Passage to read
[Start]

Gear: New In The Shop: Ferrari, Shelby, and McLaren Posters From Automobilist

New In The Shop: Ferrari, Shelby, and McLaren Posters From Automobilist

By Alex Sobran
November 22, 2017
1 comments

These posters are included in our weeklong Black Friday sale that continues through the weekend, find the full list of sale items here.

Automobilist, a brand from the people behind the Unique & Limited fine art gallery, has been producing the coolest sports and racing car posters this side of the 1970s. They’re colorful and arresting, but thoughtful design and a dedication to accuracy set them in an area code far from your typical variety of car art.

Using modern digital techniques, the small team of artists render highly-detailed recreations of famous motorsport machines all the way down to the scratches and bits of gummed-up rubber on their flanks. Thousands of hours are spent on the process of building these pieces of history from the ground up in three dimensions, and I think it’s a testament to our enduring enthusiasm for the racing that took place half a century ago when computer programs are being used to recreate bug splatters on a set of headlamps being sent down the Mulsanne straight under the power of a Ferrari V12.

We’re always excited to see new work from these guys, and a selection of their latest posters have just been added to the Petrolicious Shop. Featuring a set of four dedicated to the racing career of the Ferrari 412P (plus a collector’s edition), the American sweetheart-badass that is the Shelby-Ford AC Cobra Mk3, and a beautiful technical-type explosion of James Hunt’s McLaren M23.

Ferrari 412P

You know the story of Ford sticking a red, white, and blue middle finger to Ferrari at Le Mans in 1966 (it was more like black, blue, and gold in reality), but the follow-up punch delivered by Enzo in the following year was equally impressive, with two Ferrari 330P4s and a lone 412P crossing the finishing line together at the 1967 24 Hours of Daytona—a recreation of Ford’s photo finish from in France, and on their home soil no less.

The P4 was the car that Ferrari intended to use to strike back at Ford’s GT40s, but the 412P had its share of success in the the ’67 season too. The car was essentially a carbureted version of the 1966 330 P3 (both fitted with dry-sumped 4-liter V12s) that Ferrari sold to customer racing teams like N.A.R.T. for instance.

In this series of notable races in the 1967 calendar, Automobilist blends hard edges and blocks of vibrant color with the contrasting curviness of the lithe Ferrari. Featuring the David Piper car at Kyalami, Attwood and Bianchi’s third place finisher at the Spa 1,000km, N.A.R.T.’s Le Mans entrant, and of course the #26 car used by Rodriguez and Guichet to earn a podium position at the 24 Hours of Daytona. There is also a limited collector’s edition of the Daytona car in a darker piece that complements its red, white, and blue-based counterpart.

[End]

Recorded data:

[Start]

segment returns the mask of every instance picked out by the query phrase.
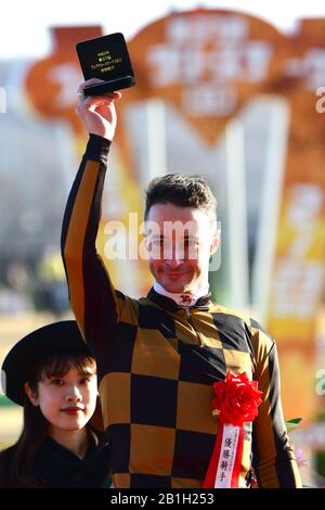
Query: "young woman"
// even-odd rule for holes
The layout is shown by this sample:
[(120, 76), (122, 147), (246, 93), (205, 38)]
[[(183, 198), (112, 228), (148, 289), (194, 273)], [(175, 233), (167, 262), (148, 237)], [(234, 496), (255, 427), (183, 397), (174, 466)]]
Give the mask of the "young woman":
[(24, 406), (24, 428), (0, 452), (0, 487), (109, 487), (96, 366), (75, 321), (17, 342), (2, 365), (2, 388)]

[End]

What to do
a) According to the Automobilist posters article, what makes the brand's posters stand apart from typical car art?
b) Please quote the Automobilist posters article between "Gear: New In" and "sale items here.", inclusive.

Final results
a) Their thoughtful design and dedication to accuracy set them far apart from typical car art.

b)
Gear: New In The Shop: Ferrari, Shelby, and McLaren Posters From Automobilist

New In The Shop: Ferrari, Shelby, and McLaren Posters From Automobilist

By Alex Sobran
November 22, 2017
1 comments

These posters are included in our weeklong Black Friday sale that continues through the weekend, find the full list of sale items here.